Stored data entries
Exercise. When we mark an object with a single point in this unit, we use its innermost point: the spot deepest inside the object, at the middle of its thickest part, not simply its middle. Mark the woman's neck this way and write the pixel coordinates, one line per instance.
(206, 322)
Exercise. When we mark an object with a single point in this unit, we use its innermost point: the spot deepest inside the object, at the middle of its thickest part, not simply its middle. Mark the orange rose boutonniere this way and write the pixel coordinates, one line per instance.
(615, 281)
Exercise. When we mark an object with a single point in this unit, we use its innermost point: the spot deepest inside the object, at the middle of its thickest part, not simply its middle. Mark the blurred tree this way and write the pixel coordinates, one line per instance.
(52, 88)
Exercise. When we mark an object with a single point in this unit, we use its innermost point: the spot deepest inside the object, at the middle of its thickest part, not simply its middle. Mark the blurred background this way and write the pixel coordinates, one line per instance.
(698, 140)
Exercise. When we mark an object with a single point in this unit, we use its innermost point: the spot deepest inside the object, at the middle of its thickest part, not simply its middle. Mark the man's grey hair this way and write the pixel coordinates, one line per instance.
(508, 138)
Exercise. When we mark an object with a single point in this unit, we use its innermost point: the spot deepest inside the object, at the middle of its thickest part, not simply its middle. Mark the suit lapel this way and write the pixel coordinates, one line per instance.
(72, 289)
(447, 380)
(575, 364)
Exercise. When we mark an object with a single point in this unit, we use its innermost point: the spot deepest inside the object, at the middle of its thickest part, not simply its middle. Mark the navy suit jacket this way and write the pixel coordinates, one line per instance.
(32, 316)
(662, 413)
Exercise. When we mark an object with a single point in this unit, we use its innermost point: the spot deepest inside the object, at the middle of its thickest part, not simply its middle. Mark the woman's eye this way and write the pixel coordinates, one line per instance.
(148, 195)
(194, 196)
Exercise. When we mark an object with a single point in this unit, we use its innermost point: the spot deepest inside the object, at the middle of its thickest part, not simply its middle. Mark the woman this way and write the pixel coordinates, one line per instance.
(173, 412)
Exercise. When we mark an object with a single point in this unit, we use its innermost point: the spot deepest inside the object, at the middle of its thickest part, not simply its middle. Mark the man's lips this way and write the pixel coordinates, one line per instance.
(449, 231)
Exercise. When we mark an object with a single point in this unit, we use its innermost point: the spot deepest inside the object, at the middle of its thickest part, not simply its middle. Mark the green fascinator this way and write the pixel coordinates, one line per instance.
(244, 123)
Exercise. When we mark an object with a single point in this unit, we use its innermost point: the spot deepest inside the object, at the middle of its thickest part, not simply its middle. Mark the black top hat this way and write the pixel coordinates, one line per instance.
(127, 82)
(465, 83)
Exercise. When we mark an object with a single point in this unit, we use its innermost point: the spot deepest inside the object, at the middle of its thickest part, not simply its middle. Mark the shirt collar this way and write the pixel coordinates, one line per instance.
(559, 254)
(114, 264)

◆ WHAT IS EXPECTED ◆
Write out each entry again, word for word.

◆ RESPONSE BOX ◆
Exercise. When we mark an object with a single point in this unit, we use its innermost point: the spot deepest inside the object, at the middle of its thickest part, not simply its middle. Mark the woman's neck this way and write the pixel coordinates, one line per instance.
(206, 322)
Exercise. When we mark an object with a single point in this unit, we use its innermost point: the spot deepest inside the object, at the middle of its thickest part, not simply its middle. Mark the orange rose boutonniere this way and write the pixel coordinates, one line per instance.
(615, 281)
Exercise. When we mark an object with a single point in this unit, we use its innermost point: the spot deepest inside the object, at the middle of its thickest part, not simply its middle. Mark the blurred tree this way and write the pixel coordinates, one line per instance.
(52, 88)
Exercise. When we mark an object with a single point in this unit, we use its innermost point: the spot deepest inside the object, at the middle of its thickest part, not simply its middle. Mark the blurred background this way and write the pixel coordinates, one line per instance.
(698, 140)
Exercise. When we mark an object with a single point in this unit, we use its innermost point: the spot deepest inside the object, at the middle of its thickest part, not simply its middle. Mark the man's grey hair this way and write the pixel coordinates, one line per instance.
(508, 138)
Exercise. When we mark an object with a single point in this unit, we use its innermost point: the spot deepest inside the object, at the middle of its thickest part, not simply its middle. Mark the suit lapel this way and write the pixel coordinates, one line per instance.
(72, 289)
(447, 380)
(575, 364)
Exercise. When we mark an object with a single point in this unit, we use its innermost point: the spot deepest inside the object, at the middle of its thickest part, not simply its middle. Mark the navy suit jacket this way and write the pixel coordinates, one line per instance.
(32, 316)
(662, 413)
Exercise. When we mark an object with a single point in this unit, we use its innermost point: the spot deepest inside the object, at the middle of its thickest part, not simply its middle. Mark the woman's eye this way and write the pixel coordinates, one line per instance.
(148, 195)
(194, 196)
Exercise. When we mark an object with a single point in this unit, we use its innermost point: the spot deepest inside the object, at the middle of its thickest part, not simply its middle. Mark the woman this way and write the pixel coordinates, one line per instance.
(173, 412)
Exercise. When we mark an object with a single point in this unit, we use its innermost point: the spot deepest inside the object, at the middle of its thickest part, not simply its middle. Mark the man's lips this way and write the pixel coordinates, one line per instance.
(449, 231)
Exercise. When we mark an object with a single point in this unit, we use its innermost point: the spot deepest inside the object, at the middle of its thickest part, not simply its middle. Mark the green fascinator this way and write the pixel coordinates, one line per instance.
(244, 123)
Exercise. When we mark an object with a single point in this unit, we use its innermost point: the spot deepest inside the object, at the middle of its thickest part, not simply its middle. Mark the black top hat this way and write the pixel coordinates, one line per instance.
(127, 82)
(465, 83)
Exercise. When we mark an object with a single point in this unit, we use its innermost point: the spot deepest inside the object, at the middle of its thickest part, not simply its middle. Mark the shirt collar this way and write the pixel coordinates, one line per instance.
(559, 254)
(114, 264)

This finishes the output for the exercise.